### ACTIVITY
Where does the word "wheel" show up in the records? Copy every line that has it.

== STUDY MATERIAL

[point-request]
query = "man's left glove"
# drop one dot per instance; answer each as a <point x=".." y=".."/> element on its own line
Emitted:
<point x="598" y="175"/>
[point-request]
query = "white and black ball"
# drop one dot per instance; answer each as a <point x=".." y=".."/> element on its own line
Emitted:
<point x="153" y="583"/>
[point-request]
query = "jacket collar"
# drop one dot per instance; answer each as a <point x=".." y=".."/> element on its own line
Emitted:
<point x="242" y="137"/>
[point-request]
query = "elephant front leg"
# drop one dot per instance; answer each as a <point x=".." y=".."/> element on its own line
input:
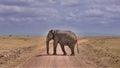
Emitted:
<point x="54" y="49"/>
<point x="63" y="49"/>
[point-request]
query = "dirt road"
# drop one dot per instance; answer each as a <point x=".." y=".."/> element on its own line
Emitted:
<point x="42" y="60"/>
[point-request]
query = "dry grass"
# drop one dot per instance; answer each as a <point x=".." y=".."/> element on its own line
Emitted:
<point x="104" y="51"/>
<point x="16" y="49"/>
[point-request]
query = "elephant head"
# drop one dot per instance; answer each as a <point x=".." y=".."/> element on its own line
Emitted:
<point x="50" y="36"/>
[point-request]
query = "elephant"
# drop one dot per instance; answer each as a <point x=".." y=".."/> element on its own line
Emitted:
<point x="64" y="38"/>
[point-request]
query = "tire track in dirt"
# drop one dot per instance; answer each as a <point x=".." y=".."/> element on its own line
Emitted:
<point x="42" y="60"/>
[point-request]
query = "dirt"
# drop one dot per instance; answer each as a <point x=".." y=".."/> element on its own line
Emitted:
<point x="42" y="60"/>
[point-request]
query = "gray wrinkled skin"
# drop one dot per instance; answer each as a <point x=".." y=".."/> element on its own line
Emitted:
<point x="67" y="38"/>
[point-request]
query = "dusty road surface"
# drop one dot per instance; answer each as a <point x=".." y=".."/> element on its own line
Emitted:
<point x="42" y="60"/>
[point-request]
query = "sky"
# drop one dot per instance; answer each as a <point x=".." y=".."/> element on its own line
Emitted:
<point x="37" y="17"/>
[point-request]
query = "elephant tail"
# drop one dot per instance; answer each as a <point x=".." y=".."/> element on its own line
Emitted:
<point x="77" y="47"/>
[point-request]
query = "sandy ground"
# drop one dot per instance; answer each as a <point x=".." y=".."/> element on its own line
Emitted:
<point x="42" y="60"/>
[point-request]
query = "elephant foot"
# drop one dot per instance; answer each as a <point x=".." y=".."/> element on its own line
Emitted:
<point x="65" y="54"/>
<point x="72" y="54"/>
<point x="54" y="54"/>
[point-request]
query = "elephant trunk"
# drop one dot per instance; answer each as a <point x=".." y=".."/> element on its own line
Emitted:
<point x="47" y="45"/>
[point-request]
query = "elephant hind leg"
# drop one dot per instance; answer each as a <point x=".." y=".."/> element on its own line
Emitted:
<point x="63" y="49"/>
<point x="72" y="50"/>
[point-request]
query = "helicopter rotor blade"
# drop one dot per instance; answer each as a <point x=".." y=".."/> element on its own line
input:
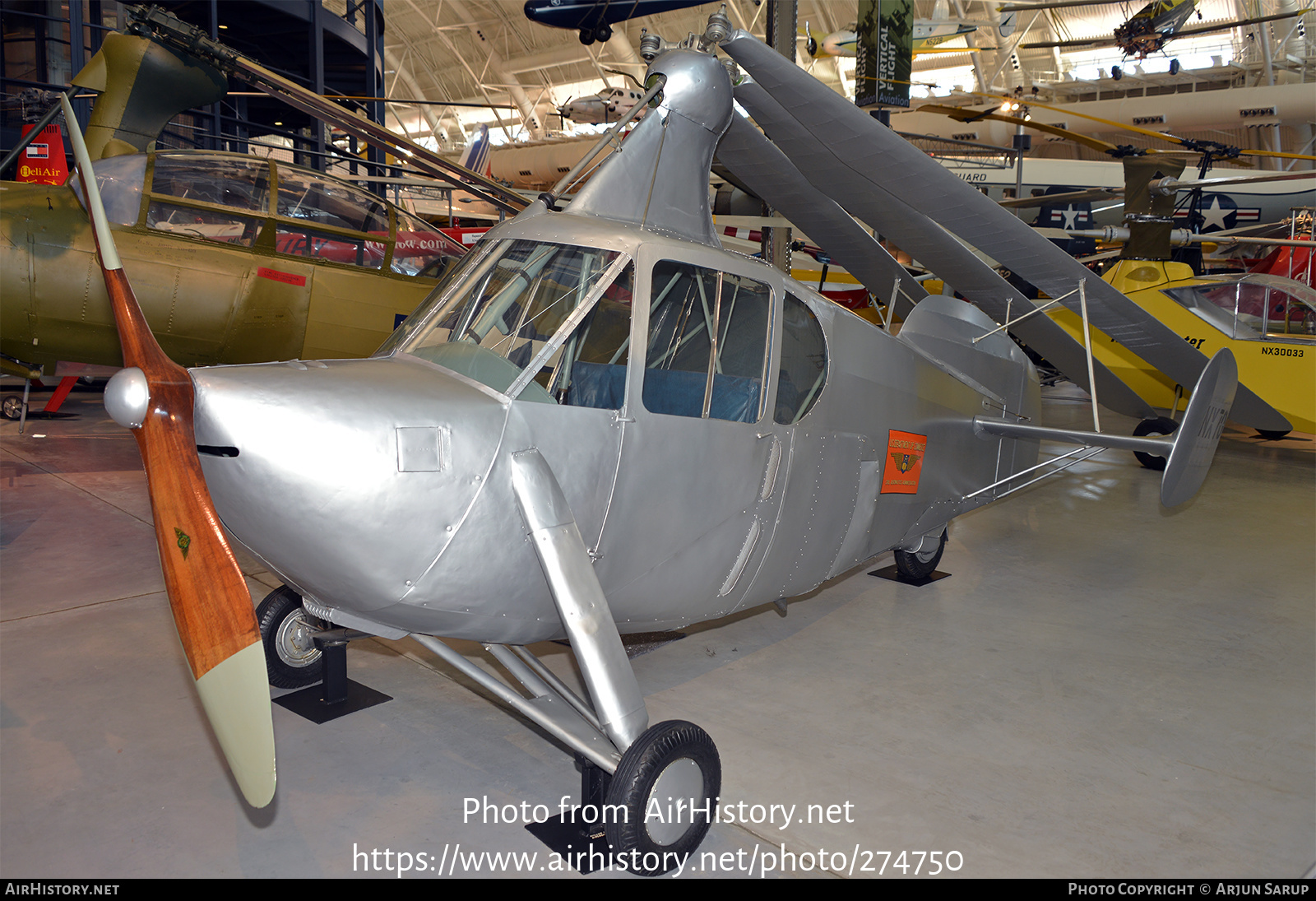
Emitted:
<point x="208" y="596"/>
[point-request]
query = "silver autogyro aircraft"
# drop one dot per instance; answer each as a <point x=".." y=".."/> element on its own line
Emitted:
<point x="600" y="423"/>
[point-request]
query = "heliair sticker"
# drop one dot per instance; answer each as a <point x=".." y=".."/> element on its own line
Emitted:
<point x="905" y="462"/>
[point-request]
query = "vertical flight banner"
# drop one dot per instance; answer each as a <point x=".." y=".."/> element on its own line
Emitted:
<point x="43" y="161"/>
<point x="885" y="53"/>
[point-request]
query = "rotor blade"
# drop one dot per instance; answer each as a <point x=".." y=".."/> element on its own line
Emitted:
<point x="864" y="149"/>
<point x="1068" y="197"/>
<point x="934" y="247"/>
<point x="757" y="162"/>
<point x="1061" y="4"/>
<point x="207" y="593"/>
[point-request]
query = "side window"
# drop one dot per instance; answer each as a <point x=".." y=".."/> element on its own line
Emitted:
<point x="803" y="363"/>
<point x="241" y="184"/>
<point x="707" y="344"/>
<point x="120" y="182"/>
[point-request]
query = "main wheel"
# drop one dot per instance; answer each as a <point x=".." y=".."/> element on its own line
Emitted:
<point x="1149" y="427"/>
<point x="291" y="657"/>
<point x="669" y="769"/>
<point x="920" y="564"/>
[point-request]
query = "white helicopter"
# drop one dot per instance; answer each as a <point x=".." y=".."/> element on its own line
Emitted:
<point x="600" y="423"/>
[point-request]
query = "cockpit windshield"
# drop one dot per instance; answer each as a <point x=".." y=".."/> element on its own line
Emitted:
<point x="523" y="315"/>
<point x="1253" y="307"/>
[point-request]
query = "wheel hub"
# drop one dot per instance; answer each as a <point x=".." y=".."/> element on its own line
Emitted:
<point x="295" y="640"/>
<point x="678" y="788"/>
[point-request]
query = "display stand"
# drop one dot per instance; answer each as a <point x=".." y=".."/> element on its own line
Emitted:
<point x="336" y="696"/>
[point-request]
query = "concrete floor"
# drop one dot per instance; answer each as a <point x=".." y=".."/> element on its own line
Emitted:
<point x="1103" y="688"/>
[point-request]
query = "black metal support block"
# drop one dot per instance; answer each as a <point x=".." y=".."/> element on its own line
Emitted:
<point x="892" y="572"/>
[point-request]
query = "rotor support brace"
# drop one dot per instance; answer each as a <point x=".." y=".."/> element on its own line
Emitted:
<point x="579" y="598"/>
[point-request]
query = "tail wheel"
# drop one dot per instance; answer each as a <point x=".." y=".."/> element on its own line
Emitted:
<point x="1152" y="427"/>
<point x="291" y="657"/>
<point x="920" y="564"/>
<point x="668" y="784"/>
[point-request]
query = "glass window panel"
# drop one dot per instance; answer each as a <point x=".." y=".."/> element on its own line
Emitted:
<point x="120" y="182"/>
<point x="504" y="310"/>
<point x="421" y="249"/>
<point x="803" y="363"/>
<point x="326" y="202"/>
<point x="688" y="307"/>
<point x="591" y="370"/>
<point x="208" y="224"/>
<point x="227" y="181"/>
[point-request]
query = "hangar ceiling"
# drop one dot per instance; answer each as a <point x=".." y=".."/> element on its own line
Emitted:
<point x="487" y="52"/>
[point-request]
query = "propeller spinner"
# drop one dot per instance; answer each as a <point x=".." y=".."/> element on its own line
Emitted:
<point x="210" y="598"/>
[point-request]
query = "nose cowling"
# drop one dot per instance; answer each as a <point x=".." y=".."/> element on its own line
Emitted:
<point x="346" y="478"/>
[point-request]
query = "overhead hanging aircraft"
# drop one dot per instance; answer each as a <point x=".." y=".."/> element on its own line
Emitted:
<point x="1147" y="32"/>
<point x="594" y="19"/>
<point x="607" y="105"/>
<point x="599" y="423"/>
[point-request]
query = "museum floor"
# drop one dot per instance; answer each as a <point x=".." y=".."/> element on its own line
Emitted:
<point x="1102" y="688"/>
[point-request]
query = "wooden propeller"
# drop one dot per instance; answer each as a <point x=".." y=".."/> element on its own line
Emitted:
<point x="212" y="606"/>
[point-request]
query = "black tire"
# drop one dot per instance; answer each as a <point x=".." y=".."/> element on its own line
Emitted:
<point x="291" y="657"/>
<point x="1148" y="427"/>
<point x="920" y="564"/>
<point x="674" y="756"/>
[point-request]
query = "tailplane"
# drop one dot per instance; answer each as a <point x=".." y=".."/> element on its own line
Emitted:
<point x="1191" y="447"/>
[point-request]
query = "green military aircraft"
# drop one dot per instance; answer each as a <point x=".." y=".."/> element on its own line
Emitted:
<point x="237" y="258"/>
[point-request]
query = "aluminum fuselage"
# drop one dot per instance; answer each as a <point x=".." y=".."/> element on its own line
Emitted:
<point x="686" y="518"/>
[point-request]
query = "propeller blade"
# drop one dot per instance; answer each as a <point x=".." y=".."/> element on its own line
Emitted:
<point x="207" y="593"/>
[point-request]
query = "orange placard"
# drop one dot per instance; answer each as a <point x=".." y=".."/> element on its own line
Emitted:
<point x="903" y="462"/>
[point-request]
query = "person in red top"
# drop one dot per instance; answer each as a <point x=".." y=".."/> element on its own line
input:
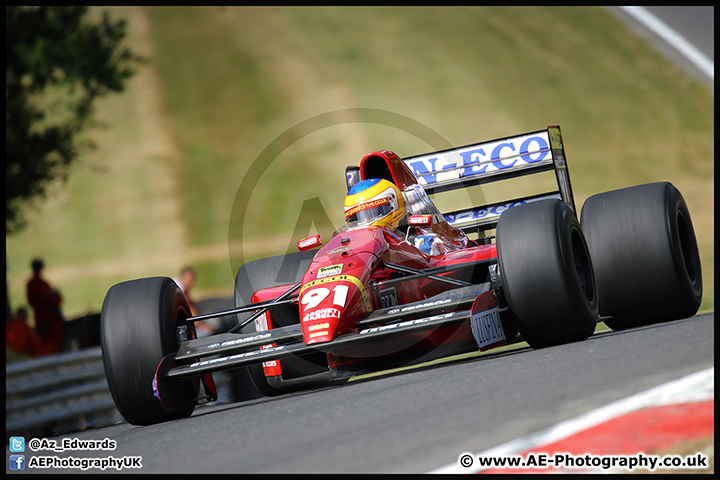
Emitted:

====

### RESPONSE
query = "main wheel"
query = "wheel hub"
query = "tail wheel"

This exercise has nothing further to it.